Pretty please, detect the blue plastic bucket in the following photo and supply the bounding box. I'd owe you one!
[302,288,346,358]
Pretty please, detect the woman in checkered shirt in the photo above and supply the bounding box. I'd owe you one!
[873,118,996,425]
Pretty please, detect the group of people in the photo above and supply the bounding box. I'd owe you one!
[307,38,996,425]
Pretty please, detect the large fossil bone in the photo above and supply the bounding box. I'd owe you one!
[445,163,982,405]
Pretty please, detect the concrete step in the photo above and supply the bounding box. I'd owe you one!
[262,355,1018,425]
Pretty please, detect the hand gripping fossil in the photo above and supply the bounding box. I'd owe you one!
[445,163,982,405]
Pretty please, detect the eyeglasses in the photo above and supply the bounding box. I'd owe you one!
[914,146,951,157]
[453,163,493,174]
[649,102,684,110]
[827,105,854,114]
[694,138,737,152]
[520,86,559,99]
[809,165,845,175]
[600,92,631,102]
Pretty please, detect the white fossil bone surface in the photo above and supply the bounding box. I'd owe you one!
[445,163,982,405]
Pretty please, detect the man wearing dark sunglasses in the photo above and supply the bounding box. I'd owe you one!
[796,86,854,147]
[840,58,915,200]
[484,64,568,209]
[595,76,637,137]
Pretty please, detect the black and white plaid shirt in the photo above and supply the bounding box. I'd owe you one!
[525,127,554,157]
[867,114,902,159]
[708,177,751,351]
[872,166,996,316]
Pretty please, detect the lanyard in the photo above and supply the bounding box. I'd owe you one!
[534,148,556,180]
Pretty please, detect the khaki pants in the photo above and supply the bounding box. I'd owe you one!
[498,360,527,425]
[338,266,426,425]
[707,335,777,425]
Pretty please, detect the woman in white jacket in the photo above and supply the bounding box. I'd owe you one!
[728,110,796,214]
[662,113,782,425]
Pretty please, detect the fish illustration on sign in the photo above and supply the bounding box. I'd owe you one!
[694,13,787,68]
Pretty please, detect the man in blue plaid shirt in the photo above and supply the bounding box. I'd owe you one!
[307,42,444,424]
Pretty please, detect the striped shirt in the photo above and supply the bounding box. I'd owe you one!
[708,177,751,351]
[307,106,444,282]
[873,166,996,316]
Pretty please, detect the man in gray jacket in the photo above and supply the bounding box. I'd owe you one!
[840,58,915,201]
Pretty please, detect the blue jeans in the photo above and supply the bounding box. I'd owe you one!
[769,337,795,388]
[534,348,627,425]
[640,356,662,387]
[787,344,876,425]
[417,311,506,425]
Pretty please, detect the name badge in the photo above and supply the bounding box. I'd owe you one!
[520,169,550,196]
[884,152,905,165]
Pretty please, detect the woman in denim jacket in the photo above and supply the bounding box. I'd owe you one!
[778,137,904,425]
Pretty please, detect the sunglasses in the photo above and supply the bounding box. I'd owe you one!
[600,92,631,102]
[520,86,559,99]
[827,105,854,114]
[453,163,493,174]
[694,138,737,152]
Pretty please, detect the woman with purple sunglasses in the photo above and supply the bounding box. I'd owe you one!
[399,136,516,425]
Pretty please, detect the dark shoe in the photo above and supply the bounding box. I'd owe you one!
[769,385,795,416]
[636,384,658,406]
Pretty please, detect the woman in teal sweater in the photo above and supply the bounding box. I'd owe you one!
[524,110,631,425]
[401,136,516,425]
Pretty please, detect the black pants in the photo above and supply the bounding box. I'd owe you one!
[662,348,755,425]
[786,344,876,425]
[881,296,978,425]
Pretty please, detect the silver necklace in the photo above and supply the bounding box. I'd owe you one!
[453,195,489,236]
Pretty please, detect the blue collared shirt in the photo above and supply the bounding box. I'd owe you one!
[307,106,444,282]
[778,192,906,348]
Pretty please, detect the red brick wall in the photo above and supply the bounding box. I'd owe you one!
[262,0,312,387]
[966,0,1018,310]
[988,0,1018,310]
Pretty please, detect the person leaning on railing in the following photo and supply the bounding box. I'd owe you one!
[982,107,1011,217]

——————————

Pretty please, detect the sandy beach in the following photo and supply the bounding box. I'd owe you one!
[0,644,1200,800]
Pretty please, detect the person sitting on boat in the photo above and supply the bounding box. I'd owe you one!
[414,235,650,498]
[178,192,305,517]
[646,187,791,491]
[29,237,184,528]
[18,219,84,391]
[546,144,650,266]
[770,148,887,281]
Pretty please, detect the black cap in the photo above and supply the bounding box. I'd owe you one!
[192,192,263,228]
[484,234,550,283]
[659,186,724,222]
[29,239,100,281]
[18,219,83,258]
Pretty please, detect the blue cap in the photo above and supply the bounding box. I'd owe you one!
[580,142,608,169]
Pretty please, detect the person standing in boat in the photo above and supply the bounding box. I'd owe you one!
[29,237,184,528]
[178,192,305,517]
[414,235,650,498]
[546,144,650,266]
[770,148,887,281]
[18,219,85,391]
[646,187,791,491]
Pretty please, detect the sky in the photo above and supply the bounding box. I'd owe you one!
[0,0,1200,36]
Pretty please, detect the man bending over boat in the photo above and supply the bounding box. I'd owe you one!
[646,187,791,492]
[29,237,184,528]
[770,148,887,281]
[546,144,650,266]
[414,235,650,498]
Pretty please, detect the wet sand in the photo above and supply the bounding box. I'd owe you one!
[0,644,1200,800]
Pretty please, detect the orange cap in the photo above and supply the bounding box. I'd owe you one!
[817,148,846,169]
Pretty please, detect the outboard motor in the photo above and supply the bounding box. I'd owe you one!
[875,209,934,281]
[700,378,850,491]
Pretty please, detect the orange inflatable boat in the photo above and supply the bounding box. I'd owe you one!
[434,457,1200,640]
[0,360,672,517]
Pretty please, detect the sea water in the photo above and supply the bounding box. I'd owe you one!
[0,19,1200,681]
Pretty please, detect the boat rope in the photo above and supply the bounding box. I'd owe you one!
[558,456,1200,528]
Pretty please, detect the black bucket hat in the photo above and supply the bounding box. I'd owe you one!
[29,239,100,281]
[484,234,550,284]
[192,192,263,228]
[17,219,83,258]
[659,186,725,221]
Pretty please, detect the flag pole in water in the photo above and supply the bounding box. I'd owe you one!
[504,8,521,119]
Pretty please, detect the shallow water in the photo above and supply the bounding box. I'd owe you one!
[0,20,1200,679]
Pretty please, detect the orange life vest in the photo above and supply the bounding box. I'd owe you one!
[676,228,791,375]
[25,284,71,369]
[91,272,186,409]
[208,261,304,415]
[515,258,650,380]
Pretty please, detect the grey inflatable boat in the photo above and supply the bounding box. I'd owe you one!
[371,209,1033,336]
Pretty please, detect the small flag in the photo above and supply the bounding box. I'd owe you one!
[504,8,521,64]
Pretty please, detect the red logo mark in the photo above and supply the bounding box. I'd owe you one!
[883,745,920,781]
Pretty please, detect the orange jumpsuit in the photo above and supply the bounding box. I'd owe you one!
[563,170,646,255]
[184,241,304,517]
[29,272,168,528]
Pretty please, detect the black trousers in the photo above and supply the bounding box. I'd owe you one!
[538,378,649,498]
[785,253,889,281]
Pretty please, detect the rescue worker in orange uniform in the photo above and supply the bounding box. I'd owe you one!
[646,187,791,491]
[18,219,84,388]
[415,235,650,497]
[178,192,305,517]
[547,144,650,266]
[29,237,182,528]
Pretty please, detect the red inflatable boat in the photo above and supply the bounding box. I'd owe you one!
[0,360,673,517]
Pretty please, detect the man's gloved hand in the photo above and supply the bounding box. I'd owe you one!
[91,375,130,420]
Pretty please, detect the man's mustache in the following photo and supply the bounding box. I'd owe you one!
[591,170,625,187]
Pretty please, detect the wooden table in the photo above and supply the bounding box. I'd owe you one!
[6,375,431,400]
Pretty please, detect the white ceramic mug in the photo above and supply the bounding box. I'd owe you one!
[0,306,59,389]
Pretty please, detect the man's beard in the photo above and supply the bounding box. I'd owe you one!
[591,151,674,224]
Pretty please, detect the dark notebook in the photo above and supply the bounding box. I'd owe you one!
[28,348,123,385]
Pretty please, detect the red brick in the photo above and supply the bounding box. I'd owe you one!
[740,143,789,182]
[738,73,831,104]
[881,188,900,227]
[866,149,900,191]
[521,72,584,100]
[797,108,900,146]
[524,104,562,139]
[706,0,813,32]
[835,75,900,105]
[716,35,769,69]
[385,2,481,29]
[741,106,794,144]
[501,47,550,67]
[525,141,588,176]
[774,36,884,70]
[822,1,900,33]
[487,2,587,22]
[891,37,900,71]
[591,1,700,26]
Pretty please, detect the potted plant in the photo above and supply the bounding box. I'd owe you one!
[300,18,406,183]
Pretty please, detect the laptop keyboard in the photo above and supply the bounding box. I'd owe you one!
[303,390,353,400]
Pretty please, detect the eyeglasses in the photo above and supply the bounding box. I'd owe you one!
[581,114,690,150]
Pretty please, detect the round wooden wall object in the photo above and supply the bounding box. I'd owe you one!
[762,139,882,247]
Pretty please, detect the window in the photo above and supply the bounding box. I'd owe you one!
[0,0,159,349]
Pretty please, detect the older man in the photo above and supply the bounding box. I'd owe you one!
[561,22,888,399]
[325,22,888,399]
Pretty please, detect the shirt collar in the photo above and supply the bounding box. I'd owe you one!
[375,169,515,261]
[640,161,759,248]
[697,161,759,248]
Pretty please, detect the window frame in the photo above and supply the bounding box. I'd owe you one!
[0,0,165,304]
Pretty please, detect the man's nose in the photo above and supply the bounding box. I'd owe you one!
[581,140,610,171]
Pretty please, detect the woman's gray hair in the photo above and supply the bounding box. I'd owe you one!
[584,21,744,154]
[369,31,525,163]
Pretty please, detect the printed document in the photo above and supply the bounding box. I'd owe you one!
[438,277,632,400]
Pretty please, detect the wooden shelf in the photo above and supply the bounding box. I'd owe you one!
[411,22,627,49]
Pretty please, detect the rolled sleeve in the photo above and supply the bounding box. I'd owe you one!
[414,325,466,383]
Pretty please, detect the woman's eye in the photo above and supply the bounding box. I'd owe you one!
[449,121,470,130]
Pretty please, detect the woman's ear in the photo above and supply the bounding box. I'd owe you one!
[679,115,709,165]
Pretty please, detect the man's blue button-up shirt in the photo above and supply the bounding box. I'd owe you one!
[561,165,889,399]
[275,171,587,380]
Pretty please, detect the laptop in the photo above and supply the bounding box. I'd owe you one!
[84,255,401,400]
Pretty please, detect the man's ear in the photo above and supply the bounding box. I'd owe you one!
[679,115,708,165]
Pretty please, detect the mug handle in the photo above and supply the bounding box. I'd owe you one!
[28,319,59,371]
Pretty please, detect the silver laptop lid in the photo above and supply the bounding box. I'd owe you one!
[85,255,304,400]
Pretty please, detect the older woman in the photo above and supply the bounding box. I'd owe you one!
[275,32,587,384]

——————————

Problem to work on: Take the part of the entries that opens with the line containing "Pretty please, detect the woman's ear" and closes with the line containing "[275,32,587,384]", and rename every "laptop" in it to "notebook computer". Reproduce only those lines, leaving everything else unchanged.

The result:
Pretty please, detect the woman's ear in the photo above and supply the bounding box. I'd owe you one!
[679,115,709,165]
Pretty please, detect the man's blue button-up shirt in the photo above and supply the bounding box. I'd owe you one!
[561,165,889,399]
[275,171,587,380]
Pretty please, detect the notebook computer in the photo above and supply the bounding box. I'd owe you one!
[84,255,401,400]
Pretty please, detect the man's ear in the photo above and supply the bounding box. I'd owe you one!
[679,115,708,165]
Pretty please, detect the mug handle in the photo above and supply the bounding box. I'd owe you one!
[28,319,59,371]
Pretty please, detect the silver notebook computer lid in the photo above and supply the bounding box. I'd owe you one!
[85,255,304,400]
Pretty please, detect the older woman in the photo above and supply the bounding box. I'd owe you one!
[275,32,587,384]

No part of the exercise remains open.